Data:
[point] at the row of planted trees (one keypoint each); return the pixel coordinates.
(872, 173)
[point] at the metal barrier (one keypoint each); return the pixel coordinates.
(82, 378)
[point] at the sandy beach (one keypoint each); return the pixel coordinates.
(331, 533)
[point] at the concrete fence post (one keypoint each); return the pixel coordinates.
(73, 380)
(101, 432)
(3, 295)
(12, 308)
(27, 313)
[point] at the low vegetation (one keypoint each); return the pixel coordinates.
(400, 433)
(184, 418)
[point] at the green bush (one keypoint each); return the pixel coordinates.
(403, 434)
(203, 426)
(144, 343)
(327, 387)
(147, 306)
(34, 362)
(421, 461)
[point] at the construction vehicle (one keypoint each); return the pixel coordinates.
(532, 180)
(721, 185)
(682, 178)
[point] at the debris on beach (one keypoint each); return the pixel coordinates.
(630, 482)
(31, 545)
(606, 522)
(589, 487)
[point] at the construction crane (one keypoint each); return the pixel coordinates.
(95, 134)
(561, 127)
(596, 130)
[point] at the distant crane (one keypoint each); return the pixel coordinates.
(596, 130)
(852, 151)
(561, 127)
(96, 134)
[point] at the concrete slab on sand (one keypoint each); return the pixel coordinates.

Given instruction:
Repeat every record exactly as written, please.

The answer:
[point] at the row of planted trees (one keypoint each); return the pixel coordinates.
(872, 173)
[point] at the metal barrier (one keypoint each); return the pixel coordinates.
(82, 378)
[point] at the sandy beach (one keypoint each); return the pixel coordinates.
(331, 533)
[point] at the concrete fence post (one keypoint each); return the pixel coordinates.
(73, 380)
(101, 432)
(3, 295)
(12, 308)
(27, 313)
[point] at the low vegetation (one keypoint each); return the pixel coordinates.
(400, 433)
(184, 418)
[point] at the green bush (one keypoint each); return the pixel coordinates.
(403, 434)
(203, 426)
(144, 343)
(327, 387)
(147, 306)
(34, 362)
(421, 461)
[point] at the construction vehicle (one keypoint each); return the pixel coordinates.
(532, 180)
(721, 185)
(682, 178)
[point] at the debris on beach (one keypoint each); return the pixel coordinates.
(630, 482)
(31, 545)
(606, 522)
(589, 487)
[point] at the construction crane (one keypoint each); return the pixel coordinates.
(95, 134)
(561, 127)
(596, 130)
[point] at the distant crane (one keypoint each); return the pixel coordinates.
(596, 130)
(852, 151)
(561, 127)
(96, 134)
[point] at the concrete slab on sand (one keypoint each); return the pixel coordinates.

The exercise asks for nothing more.